### What to work on
Reproduce every entry in the listing without alteration.

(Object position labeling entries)
____________________

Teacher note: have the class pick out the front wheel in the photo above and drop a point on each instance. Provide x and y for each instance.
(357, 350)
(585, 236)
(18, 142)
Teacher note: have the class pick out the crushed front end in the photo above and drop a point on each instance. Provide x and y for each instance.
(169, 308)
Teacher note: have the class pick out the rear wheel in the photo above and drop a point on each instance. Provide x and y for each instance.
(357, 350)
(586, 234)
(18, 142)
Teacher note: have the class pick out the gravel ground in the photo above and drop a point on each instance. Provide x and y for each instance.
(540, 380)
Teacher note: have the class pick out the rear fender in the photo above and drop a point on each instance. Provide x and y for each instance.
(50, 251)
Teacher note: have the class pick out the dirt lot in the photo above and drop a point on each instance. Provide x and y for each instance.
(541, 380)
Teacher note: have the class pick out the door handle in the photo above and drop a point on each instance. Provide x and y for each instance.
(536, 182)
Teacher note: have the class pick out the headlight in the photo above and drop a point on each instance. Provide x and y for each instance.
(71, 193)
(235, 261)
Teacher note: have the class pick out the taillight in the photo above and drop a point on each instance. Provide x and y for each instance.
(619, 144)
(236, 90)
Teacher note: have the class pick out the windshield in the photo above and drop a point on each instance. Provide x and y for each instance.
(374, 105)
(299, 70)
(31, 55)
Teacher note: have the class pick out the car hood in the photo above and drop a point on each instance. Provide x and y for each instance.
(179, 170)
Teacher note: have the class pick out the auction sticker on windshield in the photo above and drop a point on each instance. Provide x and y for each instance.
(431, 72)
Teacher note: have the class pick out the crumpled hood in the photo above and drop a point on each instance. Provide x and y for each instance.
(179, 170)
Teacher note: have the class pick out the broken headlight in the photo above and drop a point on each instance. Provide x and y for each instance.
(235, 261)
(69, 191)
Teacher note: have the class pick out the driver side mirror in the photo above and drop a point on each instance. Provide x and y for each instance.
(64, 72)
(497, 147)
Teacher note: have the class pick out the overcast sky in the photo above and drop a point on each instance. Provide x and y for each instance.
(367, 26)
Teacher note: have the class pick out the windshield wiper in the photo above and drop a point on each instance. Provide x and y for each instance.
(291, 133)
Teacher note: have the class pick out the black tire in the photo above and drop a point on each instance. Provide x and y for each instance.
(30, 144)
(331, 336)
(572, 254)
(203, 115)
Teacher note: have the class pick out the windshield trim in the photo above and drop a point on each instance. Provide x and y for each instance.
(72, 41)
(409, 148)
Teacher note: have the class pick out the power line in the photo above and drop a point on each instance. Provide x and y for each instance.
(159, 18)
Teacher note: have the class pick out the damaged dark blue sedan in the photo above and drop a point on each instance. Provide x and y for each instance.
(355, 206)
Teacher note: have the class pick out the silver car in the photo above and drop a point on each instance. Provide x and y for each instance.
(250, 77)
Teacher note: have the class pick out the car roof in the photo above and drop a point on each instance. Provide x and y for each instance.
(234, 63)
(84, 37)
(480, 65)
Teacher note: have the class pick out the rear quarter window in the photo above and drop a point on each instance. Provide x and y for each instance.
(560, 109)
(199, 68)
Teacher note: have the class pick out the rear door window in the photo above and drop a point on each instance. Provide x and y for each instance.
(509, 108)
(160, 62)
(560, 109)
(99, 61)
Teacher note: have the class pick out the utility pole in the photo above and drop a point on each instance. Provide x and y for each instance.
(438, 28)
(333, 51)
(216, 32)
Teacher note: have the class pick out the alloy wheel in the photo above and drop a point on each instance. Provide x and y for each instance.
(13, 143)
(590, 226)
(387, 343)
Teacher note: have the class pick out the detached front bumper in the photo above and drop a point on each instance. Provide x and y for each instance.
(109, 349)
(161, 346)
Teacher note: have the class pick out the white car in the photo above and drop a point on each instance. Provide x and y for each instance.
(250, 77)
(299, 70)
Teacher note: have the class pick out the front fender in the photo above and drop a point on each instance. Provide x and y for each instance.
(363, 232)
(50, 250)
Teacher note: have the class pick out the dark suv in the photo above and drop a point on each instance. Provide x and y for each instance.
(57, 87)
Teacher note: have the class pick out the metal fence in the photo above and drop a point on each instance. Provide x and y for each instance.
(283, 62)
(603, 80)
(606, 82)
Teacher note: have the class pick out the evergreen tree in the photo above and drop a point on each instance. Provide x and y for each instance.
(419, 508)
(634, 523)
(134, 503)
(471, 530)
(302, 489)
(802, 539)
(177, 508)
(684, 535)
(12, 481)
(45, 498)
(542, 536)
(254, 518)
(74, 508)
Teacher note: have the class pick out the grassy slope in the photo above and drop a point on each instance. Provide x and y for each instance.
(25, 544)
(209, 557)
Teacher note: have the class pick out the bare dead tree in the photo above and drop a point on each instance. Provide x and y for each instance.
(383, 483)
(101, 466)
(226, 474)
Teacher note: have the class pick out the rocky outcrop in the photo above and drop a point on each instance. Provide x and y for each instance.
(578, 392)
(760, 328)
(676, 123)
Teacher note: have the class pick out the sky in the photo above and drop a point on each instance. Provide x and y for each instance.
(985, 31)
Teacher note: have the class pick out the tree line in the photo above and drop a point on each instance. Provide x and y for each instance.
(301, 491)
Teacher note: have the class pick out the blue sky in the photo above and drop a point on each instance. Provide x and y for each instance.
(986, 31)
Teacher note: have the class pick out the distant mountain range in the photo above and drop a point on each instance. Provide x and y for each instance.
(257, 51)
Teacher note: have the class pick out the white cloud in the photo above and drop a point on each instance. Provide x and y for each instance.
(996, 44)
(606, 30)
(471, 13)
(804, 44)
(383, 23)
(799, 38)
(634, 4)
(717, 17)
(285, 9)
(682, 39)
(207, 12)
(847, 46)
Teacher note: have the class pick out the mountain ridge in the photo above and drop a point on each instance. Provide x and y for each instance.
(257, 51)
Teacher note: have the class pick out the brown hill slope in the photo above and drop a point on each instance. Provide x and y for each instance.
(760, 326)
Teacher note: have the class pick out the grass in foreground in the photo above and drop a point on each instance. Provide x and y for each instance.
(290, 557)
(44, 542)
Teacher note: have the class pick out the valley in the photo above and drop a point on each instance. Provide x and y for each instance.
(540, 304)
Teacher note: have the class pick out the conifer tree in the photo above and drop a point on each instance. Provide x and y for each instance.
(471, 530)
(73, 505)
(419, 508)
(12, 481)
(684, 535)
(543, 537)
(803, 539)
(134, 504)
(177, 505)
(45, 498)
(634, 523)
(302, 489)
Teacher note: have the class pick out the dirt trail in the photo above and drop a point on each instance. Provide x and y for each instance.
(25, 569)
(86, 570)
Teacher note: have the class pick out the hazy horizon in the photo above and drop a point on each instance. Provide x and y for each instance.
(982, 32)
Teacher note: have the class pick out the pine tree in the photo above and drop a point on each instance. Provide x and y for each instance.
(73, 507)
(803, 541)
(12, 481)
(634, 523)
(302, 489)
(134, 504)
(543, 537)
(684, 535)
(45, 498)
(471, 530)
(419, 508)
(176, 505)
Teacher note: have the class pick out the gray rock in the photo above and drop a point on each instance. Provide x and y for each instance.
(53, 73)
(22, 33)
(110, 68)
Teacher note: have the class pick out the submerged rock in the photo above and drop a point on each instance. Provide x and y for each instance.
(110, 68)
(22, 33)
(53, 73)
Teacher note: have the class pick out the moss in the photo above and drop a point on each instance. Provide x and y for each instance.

____________________

### Reply
Teacher note: have the class pick out the front wheel in the photo above and drop a point on each instance. Provide x and y for each instance.
(357, 350)
(585, 236)
(18, 142)
Teacher note: have the class pick out the crushed front end in the photo above and drop a point on each instance. Provide x and y for each instance.
(169, 308)
Teacher note: have the class pick out the rear wheel in the photo above and drop a point on each instance. Provide x and y for each instance.
(357, 350)
(586, 234)
(18, 142)
Teacher note: have the class pick out the gravel ground in the photo above and drop a point on each instance. Provide x and y for each instance.
(540, 380)
Teacher note: have the class pick out the rear fender in the photo above and drop a point on each instance. Provide x and y for each instance.
(50, 251)
Teacher note: have the class pick out the dirt lot in the photo above and drop a point on each instance. Provide x and y for each instance.
(541, 380)
Teacher note: have the class pick out the door handle in the photo above and drop a point on each instance. Provide x and y for each instance.
(536, 182)
Teacher note: have the class pick out the headlight in the photo above and drop a point on each instance. Provide x and y for each instance.
(71, 193)
(235, 261)
Teacher note: have the class pick out the taillight in the photo above and drop a point on each instance. Provide x and y for each instance.
(619, 144)
(236, 90)
Teacher note: have the class pick out the windshield in the photo above and drop a point on each instance. Provide x and y for each instance.
(374, 105)
(299, 70)
(31, 55)
Teacher note: have the class pick out the car hood in the photo above and drop a point on each instance. Provide x and y for each instance.
(179, 170)
Teacher note: have the class pick out the auction sticker on windshield in the photo above and drop a point on each instance. Provide x and y for each instance.
(431, 72)
Teacher note: have the class pick out the crumpled hood in the photo above and drop a point on each instance. Provide x and y for each instance.
(179, 170)
Teacher note: have the class pick out the broken headlight in the photo above and drop a point on each instance. Provide x and y for each instance.
(235, 261)
(69, 191)
Teacher note: have the class pick out the driver side mirror in the photo above and drop a point on each instance. Provide x and y for each instance.
(64, 72)
(497, 147)
Teacher note: have the class pick out the overcast sky in the photo above and drop a point on each instance. Provide x and y for each instance.
(367, 26)
Teacher note: have the class pick out the windshield wiper in the photo above and drop a point on each instance. Provide x and y for each instance.
(291, 133)
Teacher note: have the class pick out the black tire in the photo above and drop a point on each instance. Provide x and y for each instance.
(30, 144)
(331, 336)
(572, 254)
(203, 115)
Teacher note: have the class pick out the windshield trim in the photo above and drop a point on each instance. Provide x and y for each instance.
(72, 41)
(409, 148)
Teacher note: have the class pick out the power line in the photo above and drop a point on each instance. Provide x and y for each instance.
(159, 18)
Teacher note: have the class pick out the damaged dark blue sedan in the photo above and drop a point on each instance. Provide x and y for each instance.
(355, 206)
Teacher note: have the class pick out the silver car in the photo above and drop a point on each instance. Provide x and y for each instance.
(250, 77)
Teacher note: have the class pick out the car roof in the photo above and drop a point on each instance. Provide x and y for each instance.
(234, 63)
(84, 37)
(480, 65)
Teacher note: have the class pick out the rear quarter window in the photo above and drop a point on each instance. Provide x and y for each instance.
(560, 109)
(199, 68)
Teacher note: have the class pick out the rear door window in the photo above and drop a point on each instance. Provide x and y for each instance.
(509, 108)
(160, 62)
(560, 109)
(99, 61)
Teacher note: have the class pick out the utility pole in the photo above and drop a point on each instance. Provide x and y for each instance.
(438, 28)
(333, 51)
(216, 32)
Teacher note: have the class pick out the alloy wheel in the photo above and drop a point on each instance. Provide x and y for each instance.
(13, 143)
(590, 226)
(387, 343)
Teacher note: have the class pick out the detached front bumper in the photo above and drop a point on each instance. Provide x and y for each instance.
(109, 349)
(161, 346)
Teacher note: have the class pick out the white car in the photo above and drop a point on each instance. Provide x and y for each instance.
(250, 77)
(299, 70)
Teacher note: have the class pick out the front fender in the photo above and drop a point on each instance. Provide x and y for each instance.
(363, 232)
(50, 250)
Teacher note: have the class pick out the dark suv in the photo above and drop a point on each instance. Provide x and y for each instance.
(57, 87)
Teacher note: have the class pick out the metal fence in the photo above and drop a point on each instance. Provide x and y for each instance.
(283, 62)
(603, 80)
(606, 82)
Teacher note: have the class pick out the evergreen tree in the photo above and drop a point on each instance. Provide x and y for each instance.
(419, 508)
(634, 523)
(134, 503)
(471, 530)
(302, 489)
(802, 539)
(177, 508)
(684, 535)
(12, 481)
(45, 498)
(542, 536)
(254, 518)
(74, 508)
Teacher note: have the class pick out the grassy slope in the photo above and drop a point on each instance. Provide x and y for each instance.
(25, 544)
(209, 557)
Teacher note: have the class pick out the bare dead tree in the photo above and drop a point on each instance. Provide x and y for each instance.
(383, 483)
(101, 466)
(226, 474)
Teacher note: have the class pick out the rocky outcrop in the photo above and drop a point on each instance. Provide x and y for each instance.
(578, 392)
(760, 328)
(676, 123)
Teacher note: have the class pick out the sky in the photo above and drop a point on each instance. Provide x and y for each instance.
(985, 31)
Teacher note: have the class pick out the tree line in the photo above and drop a point on each instance. Provide x and y for each instance.
(301, 491)
Teacher note: have the class pick out the blue sky in the photo above and drop a point on each instance. Provide x and y for each instance.
(986, 31)
Teacher note: have the class pick out the distant mountain range in the photo above and drop a point on each instance. Provide x and y for each instance.
(257, 51)
Teacher note: have the class pick out the white cloud in the photo above and drop a point on each instance. Provide x and y for each instance.
(996, 44)
(606, 30)
(471, 13)
(804, 44)
(383, 23)
(799, 38)
(634, 4)
(717, 17)
(285, 9)
(682, 39)
(207, 12)
(847, 46)
Teacher note: have the class pick out the mountain ridge in the photo above and drop a point on each instance. Provide x and y for each instance.
(257, 51)
Teacher note: have the class pick out the brown hill slope in the photo above and drop a point on each instance. Provide x and y for each instance.
(760, 326)
Teacher note: have the class pick out the grass in foreground in the photo above and drop a point on each instance. Provide x and y for each instance.
(290, 557)
(44, 542)
Teacher note: have the class pick out the valley in the photo above and drop a point on each instance. Provide x and y for each instance.
(540, 304)
Teacher note: have the class pick out the conifer tree in the photo above and drop a point on each instance. Provide x and y for each instance.
(471, 530)
(73, 505)
(419, 508)
(12, 481)
(684, 535)
(543, 537)
(803, 539)
(134, 504)
(177, 505)
(45, 498)
(634, 523)
(302, 489)
Teacher note: have the class pick out the dirt trail in the photo above and drop a point on each instance. Provide x and y for each instance.
(25, 569)
(86, 570)
Teacher note: have the class pick out the hazy horizon in the photo above and drop a point on each instance. Provide x and y for each instance.
(982, 32)
Teacher note: have the class pick out the pine tree in the photo above and drop a point on each instance. Provide x and y for each instance.
(73, 507)
(803, 541)
(12, 481)
(634, 523)
(302, 489)
(134, 504)
(543, 537)
(684, 535)
(45, 498)
(471, 530)
(419, 508)
(176, 505)
Teacher note: have the class pick out the gray rock in the photo above and drop a point on each instance. Provide x and y for each instance.
(53, 73)
(22, 33)
(110, 68)
Teacher note: have the class pick out the submerged rock in the photo above and drop a point on each instance. Provide x and y for each instance.
(110, 68)
(22, 33)
(53, 73)
Teacher note: have the class pick out the moss in the photo above and drop a point on each instance. Provide x and y for each instance.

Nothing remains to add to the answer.